---------- Kutipan Sumber ----------

Menurut dia, masyarakat harus diberi ruang untuk menentukan peredaran barang dan jasa dalam sistem yang setara dan otonom. Kaum libertarian menolak sentralisasi kebijakan dan peredaran mata uang-sesuatu yang menurut Nouriel, dalam tulisan berjudul "The Big Blockhain Lie" (2018), sebagai gerakan libertarian anarkis.

Namun kini mata uang kripto kian populer setelah beberapa konglomerat menerimanya sebagai alat pembayaran, seperti misalnya Elon Musk-yang gemar pompom kripto dan kemarin perusahaannya meraup Rp 1,5 triliun dari trading Bitcoin.

Bahkan, beberapa negara sudah mengakui Bitcoin sebagai alat pembayaran yang sah, seperti di El Salvador yang telah mengesahkan Bitcoin dan dapat disandingkan dengan fiat money yang berlaku di El Salvador.

2. Siapa saja bisa buat kripto

Salah satu risiko dari aset kripto yakni karena semua orang bisa membuatnya, asal orang tersebut paham dengan sistem dasar blockchain dan sistem dasar terkait kripto lainnya.

----------

Yang Diminta »
(A) Tuliskan ulang kutipan tentang kripto itu tanpa mengubah apa pun, semua teks dari "Menurut dia, masyarakat" terus ke bawah sampai "dari trading Bitcoin.".
(B) Tentukan apakah tiap pernyataan ini sesuai dengan kutipan tentang kripto: (i) El Salvador sudah mengesahkan Bitcoin; (ii) hanya pemerintah yang boleh membuat kripto; (iii) perusahaan Elon Musk meraup Rp 1,5 triliun dari trading Bitcoin. Jawab ya atau tidak, lalu kutip kata-kata dari kutipan yang menjadi penentunya.
Baris-baris di bawah tidak ada kaitannya dengan kutipan ini.

---------- Bahan ----------

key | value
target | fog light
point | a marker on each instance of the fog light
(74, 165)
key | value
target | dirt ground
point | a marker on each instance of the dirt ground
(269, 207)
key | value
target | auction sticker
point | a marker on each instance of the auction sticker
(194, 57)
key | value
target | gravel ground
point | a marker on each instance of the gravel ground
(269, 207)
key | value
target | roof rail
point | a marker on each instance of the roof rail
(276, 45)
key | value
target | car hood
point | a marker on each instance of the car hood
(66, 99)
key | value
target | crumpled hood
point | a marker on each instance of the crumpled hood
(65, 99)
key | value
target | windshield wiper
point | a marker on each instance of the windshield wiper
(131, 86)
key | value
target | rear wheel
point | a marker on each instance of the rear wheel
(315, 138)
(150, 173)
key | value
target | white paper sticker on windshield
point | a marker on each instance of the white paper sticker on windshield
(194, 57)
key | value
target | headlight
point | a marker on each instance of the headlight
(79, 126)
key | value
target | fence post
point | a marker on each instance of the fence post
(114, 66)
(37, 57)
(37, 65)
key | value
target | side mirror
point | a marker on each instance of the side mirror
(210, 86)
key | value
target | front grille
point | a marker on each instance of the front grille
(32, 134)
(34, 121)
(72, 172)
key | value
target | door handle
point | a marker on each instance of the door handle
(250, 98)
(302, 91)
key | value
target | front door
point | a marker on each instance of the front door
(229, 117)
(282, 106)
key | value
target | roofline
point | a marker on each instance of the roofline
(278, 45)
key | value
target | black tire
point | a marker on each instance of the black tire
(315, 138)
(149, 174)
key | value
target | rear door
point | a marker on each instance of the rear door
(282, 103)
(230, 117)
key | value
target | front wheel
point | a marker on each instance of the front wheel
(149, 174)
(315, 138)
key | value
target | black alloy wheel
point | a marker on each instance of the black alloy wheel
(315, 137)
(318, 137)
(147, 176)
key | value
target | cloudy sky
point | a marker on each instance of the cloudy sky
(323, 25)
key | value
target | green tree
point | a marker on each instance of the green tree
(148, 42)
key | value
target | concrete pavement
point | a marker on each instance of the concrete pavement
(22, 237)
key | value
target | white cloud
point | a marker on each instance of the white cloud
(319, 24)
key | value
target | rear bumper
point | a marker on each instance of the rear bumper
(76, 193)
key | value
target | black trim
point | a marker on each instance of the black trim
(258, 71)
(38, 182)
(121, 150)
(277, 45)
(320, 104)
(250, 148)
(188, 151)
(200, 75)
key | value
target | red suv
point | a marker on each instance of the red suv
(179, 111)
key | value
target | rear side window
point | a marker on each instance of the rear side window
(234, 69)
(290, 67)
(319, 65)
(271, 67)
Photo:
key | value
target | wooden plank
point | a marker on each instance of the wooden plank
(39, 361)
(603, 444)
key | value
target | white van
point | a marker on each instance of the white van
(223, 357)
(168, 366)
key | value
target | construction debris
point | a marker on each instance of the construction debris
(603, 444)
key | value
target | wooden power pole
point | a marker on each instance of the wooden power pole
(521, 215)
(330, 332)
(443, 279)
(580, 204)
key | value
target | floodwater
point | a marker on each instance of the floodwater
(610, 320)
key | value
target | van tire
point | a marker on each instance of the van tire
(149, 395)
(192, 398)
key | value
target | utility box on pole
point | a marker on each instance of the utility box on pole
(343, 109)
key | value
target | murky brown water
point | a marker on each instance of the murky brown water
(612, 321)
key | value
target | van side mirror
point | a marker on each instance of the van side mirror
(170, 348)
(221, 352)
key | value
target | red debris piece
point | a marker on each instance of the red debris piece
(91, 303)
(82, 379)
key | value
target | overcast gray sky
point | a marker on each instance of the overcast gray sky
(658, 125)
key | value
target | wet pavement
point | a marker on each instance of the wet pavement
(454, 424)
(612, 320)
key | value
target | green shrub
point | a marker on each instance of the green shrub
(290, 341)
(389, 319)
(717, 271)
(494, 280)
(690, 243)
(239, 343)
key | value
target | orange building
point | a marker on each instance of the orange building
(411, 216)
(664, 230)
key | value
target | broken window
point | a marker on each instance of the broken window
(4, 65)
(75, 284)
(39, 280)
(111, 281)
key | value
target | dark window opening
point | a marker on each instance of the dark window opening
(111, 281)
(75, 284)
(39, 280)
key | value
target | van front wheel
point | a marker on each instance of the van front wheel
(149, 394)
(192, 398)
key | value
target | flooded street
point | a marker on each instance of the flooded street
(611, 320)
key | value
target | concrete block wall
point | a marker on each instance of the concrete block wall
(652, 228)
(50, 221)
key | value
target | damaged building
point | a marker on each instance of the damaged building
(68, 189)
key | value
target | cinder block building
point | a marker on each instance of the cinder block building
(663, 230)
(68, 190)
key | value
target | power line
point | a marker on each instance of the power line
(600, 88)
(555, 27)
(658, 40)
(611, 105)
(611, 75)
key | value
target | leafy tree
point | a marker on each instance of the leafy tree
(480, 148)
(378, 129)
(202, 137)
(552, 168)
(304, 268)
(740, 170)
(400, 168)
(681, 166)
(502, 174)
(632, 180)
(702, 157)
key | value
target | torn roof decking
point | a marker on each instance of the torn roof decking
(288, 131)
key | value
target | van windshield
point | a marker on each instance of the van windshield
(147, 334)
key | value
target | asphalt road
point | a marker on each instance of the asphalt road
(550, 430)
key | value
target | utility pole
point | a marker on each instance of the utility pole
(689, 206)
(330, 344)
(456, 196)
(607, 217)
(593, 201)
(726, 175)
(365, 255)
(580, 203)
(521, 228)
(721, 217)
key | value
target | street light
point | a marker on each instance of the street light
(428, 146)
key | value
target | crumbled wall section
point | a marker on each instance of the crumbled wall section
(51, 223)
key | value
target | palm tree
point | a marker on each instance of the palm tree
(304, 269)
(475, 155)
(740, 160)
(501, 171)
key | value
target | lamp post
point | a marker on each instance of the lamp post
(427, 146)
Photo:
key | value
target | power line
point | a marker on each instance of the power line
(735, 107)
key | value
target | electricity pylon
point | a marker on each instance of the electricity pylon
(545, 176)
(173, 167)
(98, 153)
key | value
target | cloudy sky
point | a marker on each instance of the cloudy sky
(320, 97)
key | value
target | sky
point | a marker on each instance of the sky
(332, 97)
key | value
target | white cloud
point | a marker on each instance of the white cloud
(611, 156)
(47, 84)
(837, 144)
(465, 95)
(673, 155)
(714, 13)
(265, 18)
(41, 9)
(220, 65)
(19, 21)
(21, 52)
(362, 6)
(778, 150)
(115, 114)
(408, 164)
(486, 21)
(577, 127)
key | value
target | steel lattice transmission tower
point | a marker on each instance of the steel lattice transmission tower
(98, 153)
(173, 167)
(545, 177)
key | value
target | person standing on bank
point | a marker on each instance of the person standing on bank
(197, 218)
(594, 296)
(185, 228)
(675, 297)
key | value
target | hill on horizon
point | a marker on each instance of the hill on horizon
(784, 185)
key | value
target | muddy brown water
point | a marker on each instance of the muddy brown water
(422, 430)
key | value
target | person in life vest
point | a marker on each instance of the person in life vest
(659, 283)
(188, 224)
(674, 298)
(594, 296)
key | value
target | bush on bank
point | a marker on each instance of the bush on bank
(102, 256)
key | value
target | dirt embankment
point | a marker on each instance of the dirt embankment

----------

Jawaban »
(A)
Menurut dia, masyarakat harus diberi ruang untuk menentukan peredaran barang dan jasa dalam sistem yang setara dan otonom. Kaum libertarian menolak sentralisasi kebijakan dan peredaran mata uang-sesuatu yang menurut Nouriel, dalam tulisan berjudul "The Big Blockhain Lie" (2018), sebagai gerakan libertarian anarkis.

Namun kini mata uang kripto kian populer setelah beberapa konglomerat menerimanya sebagai alat pembayaran, seperti misalnya Elon Musk-yang gemar pompom kripto dan kemarin perusahaannya meraup Rp 1,5 triliun dari trading Bitcoin.

(B)
(i) Ya: "El Salvador yang telah mengesahkan Bitcoin"
(ii) Tidak: "semua orang bisa membuatnya"
(iii) Ya: "perusahaannya meraup Rp 1,5 triliun dari trading Bitcoin"